* PROVIDED MATERIAL *
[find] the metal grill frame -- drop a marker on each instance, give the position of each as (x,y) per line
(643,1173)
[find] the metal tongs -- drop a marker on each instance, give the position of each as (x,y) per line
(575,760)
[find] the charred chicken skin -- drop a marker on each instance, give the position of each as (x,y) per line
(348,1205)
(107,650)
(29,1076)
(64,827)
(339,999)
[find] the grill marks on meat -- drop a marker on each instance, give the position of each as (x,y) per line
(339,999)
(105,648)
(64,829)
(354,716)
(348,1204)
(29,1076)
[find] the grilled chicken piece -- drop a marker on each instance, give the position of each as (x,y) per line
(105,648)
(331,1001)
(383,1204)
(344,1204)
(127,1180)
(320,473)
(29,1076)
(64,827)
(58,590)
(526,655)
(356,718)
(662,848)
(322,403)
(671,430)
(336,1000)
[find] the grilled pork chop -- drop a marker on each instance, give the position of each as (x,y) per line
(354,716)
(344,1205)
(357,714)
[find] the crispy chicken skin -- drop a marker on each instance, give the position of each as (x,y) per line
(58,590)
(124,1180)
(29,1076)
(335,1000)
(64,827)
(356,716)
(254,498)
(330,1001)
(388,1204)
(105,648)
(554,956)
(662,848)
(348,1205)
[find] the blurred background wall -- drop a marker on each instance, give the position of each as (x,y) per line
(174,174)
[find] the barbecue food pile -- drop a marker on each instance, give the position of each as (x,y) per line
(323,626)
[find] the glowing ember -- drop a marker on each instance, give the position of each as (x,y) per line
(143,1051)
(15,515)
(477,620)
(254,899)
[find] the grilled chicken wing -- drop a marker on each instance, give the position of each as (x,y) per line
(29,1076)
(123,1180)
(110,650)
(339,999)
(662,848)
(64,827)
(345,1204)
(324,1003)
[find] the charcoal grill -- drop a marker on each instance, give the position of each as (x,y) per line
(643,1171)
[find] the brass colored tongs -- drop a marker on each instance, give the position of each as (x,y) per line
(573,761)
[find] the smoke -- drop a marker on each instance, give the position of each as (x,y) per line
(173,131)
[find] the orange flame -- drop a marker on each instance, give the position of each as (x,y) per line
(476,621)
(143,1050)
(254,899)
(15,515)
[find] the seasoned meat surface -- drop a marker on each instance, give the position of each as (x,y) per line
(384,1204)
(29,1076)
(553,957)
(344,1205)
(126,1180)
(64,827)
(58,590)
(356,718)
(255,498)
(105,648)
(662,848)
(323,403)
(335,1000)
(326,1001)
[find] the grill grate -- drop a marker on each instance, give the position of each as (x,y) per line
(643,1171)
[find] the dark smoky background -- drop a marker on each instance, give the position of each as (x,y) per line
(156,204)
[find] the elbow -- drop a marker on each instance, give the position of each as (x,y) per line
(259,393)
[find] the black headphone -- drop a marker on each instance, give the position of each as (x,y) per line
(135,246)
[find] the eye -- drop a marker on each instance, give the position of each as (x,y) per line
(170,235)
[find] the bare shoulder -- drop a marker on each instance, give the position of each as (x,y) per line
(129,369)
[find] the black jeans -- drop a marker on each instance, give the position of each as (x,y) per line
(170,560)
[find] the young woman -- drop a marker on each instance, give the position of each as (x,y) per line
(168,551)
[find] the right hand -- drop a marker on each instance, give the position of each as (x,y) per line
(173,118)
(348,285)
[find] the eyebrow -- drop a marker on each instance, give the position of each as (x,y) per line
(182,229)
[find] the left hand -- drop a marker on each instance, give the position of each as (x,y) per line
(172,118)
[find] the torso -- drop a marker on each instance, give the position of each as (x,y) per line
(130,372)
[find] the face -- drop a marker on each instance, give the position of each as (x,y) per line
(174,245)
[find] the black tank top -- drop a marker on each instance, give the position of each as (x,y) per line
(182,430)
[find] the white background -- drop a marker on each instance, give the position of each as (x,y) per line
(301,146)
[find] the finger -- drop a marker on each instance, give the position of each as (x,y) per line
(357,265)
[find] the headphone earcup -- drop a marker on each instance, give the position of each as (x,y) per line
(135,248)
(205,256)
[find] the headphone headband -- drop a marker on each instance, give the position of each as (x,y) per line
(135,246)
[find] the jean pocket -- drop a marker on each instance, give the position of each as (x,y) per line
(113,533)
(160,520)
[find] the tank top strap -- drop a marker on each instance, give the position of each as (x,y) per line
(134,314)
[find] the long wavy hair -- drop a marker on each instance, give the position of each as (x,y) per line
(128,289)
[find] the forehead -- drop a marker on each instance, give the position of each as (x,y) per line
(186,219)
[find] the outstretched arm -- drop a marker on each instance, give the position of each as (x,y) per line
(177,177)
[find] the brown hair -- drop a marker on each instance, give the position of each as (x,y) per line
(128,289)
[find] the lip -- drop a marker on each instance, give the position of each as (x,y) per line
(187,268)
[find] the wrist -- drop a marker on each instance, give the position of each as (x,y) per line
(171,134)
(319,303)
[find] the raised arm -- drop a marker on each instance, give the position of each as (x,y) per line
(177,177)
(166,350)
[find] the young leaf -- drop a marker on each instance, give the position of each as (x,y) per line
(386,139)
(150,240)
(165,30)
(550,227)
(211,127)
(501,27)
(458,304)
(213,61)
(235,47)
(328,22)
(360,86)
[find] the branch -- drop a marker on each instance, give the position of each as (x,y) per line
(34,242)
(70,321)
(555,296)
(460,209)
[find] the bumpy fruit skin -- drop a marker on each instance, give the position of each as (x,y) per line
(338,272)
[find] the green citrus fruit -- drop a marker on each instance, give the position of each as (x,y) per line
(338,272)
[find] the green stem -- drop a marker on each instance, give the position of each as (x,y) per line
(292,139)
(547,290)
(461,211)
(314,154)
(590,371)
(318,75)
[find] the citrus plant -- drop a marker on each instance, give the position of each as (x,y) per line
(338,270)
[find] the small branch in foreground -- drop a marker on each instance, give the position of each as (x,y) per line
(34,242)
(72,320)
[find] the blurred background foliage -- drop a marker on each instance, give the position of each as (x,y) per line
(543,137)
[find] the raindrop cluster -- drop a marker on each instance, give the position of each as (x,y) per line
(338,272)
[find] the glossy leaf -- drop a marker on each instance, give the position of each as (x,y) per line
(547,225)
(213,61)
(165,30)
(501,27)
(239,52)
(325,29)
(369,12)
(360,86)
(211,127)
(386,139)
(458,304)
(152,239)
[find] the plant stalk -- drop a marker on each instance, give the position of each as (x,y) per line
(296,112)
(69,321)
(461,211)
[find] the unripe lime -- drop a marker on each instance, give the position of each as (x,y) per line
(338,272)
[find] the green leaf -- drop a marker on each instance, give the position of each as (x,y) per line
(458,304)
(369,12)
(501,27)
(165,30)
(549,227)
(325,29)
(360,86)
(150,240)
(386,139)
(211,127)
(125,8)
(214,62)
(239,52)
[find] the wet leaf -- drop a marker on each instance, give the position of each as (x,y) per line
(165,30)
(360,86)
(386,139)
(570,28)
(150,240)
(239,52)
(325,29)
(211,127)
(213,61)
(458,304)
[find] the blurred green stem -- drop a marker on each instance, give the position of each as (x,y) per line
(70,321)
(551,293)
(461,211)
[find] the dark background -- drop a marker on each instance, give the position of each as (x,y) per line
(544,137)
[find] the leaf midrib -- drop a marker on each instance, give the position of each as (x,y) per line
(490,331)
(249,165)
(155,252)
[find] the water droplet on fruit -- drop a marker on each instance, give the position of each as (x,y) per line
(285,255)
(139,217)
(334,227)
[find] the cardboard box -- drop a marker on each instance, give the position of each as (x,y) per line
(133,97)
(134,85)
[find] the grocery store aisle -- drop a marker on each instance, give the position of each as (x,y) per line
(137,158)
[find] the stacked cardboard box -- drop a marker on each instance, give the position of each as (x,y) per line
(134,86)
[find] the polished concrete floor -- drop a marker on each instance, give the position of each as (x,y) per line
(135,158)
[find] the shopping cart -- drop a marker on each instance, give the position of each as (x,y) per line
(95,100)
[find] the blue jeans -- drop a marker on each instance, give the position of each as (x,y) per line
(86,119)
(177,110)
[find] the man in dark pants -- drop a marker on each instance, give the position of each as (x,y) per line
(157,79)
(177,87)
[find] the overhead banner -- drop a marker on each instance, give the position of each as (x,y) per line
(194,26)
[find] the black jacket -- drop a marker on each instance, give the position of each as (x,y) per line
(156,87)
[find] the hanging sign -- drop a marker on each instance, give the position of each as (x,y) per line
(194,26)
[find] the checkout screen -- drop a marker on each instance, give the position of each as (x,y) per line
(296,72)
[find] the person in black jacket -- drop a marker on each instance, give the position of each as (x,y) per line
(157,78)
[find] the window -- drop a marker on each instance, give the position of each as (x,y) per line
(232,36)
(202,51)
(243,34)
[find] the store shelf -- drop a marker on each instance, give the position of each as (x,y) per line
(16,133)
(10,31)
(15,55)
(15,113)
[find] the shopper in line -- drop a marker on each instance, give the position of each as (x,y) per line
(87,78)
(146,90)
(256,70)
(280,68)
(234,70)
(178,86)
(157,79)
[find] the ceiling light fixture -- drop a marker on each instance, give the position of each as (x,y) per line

* EXERCISE TASK *
Rewrite the entries starting at the line containing "[find] the checkout" and ending with the last entry, replacing "store shelf" with "grocery shelf" and leaving everything else unchanged.

* THE ANSWER *
[find] the checkout screen -- drop a marker on each instance, give the position of each as (x,y) per line
(296,72)
[find] the person in black jacket -- drop a marker on each instance, give the position of each as (x,y) per line
(157,78)
[find] the window -- drop a marker on each instance, give the position of each as (x,y) per line
(232,36)
(202,51)
(243,34)
[find] the grocery shelf -- drop a marker on each instance, give the position of each as (x,y) per line
(16,133)
(10,31)
(15,55)
(15,113)
[find] the shopper in line -- drop a marker on each instance, give the position of each as (x,y) per line
(87,78)
(146,90)
(256,70)
(280,68)
(234,70)
(178,86)
(157,79)
[find] the ceiling light fixture -- drop a marker on each instance, give the position of each as (x,y) per line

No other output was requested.